> [Prompt A]:
In the bass fishing thread, rewrite the paragraph that starts "Caught this one a few days ago" more briefly, keeping its main facts.
> [Prompt B]:
Using the bass fishing thread, answer these questions:
(i) How many 6-pound bass has the first poster caught, and in how many trips?
(ii) What does fishallyear think the spot looks like?
(iii) What does Pinksnappertrapper want to know?
> [Prompt C]:
Carry on the bass fishing thread from where it stops.

> [Excerpted passage]:
————

# Another 6 pound bass



## auguy7777 (Feb 23, 2009)

Caught this one a few days ago. I've gotten three6 pounders in three trips. Best span of my life.


----------



## Sequoiha (Sep 28, 2007)

Sweet, nice Bass,,,,


----------



## Pinksnappertrapper (Dec 7, 2007)

Nice fish, WHere is that at?


----------



## Justin (May 6, 2009)

Dang,

You got a real good place to fish cuz seems like eveery time you go you catch them biggens.


----------



## fishallyear (Oct 24, 2007)

sweet. looks like a golf course?..............


----------



## skullworks (Oct 2, 2007)

Congrats!!!!:letsdrink


----------



## Splittine (Nov 24, 2007)

Nice bass.


----------



## ScullsMcNasty (Oct 4, 2007)

————

> [Stored rows]:
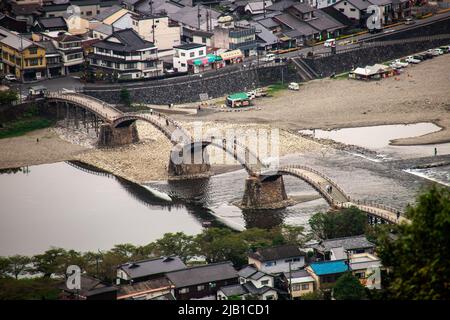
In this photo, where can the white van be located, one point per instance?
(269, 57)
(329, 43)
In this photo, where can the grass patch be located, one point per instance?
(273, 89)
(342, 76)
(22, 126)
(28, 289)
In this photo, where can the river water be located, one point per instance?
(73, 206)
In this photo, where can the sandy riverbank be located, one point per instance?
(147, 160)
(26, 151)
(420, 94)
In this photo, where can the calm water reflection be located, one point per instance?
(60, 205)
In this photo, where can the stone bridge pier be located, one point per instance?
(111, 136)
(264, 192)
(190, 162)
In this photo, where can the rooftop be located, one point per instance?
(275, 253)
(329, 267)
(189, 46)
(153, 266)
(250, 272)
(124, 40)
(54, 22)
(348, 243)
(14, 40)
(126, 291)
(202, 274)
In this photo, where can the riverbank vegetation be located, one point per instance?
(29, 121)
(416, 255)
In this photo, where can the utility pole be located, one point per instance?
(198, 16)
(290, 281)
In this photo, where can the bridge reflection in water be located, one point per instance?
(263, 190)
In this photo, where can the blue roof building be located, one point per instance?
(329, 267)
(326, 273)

————

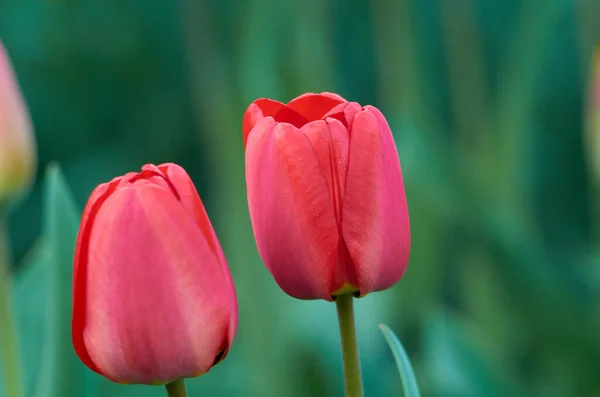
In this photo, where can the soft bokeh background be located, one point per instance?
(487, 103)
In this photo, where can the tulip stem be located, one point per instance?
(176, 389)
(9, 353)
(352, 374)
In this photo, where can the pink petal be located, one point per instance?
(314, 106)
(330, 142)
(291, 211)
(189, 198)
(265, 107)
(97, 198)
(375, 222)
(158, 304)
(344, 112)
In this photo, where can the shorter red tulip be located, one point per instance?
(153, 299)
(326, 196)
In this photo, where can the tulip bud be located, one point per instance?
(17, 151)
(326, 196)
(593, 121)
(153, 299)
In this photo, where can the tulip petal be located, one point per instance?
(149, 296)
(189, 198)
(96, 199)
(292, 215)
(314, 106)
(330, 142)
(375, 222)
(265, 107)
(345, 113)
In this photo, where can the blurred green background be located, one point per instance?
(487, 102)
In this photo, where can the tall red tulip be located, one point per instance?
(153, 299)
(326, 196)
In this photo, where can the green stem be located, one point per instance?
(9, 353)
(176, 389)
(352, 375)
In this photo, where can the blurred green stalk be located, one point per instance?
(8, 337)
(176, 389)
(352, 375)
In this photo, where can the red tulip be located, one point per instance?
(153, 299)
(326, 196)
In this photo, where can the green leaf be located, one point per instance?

————

> [Written response A]:
Caught this a few days ago: three 6-pounders in three trips, my best stretch ever.

> [Written response B]:
(i) Three, in three trips.
(ii) A golf course.
(iii) Where the fish was caught.

> [Written response C]:
man you got a nice place!! you better keep that one hush hush.. congrats on ANOTHER great bass


----------



## R. Long (Apr 22, 2009)

Nice Fish.... What county do you live in to be catching fish that size


----------



## RiVerRaT (Dec 14, 2007)

Very nice...:clap

:letsdrink


----------



## auguy7777 (Feb 23, 2009)

She was caught and released out of a pond on the Eglin Reservation.


----------



## happyhooker (Jun 30, 2009)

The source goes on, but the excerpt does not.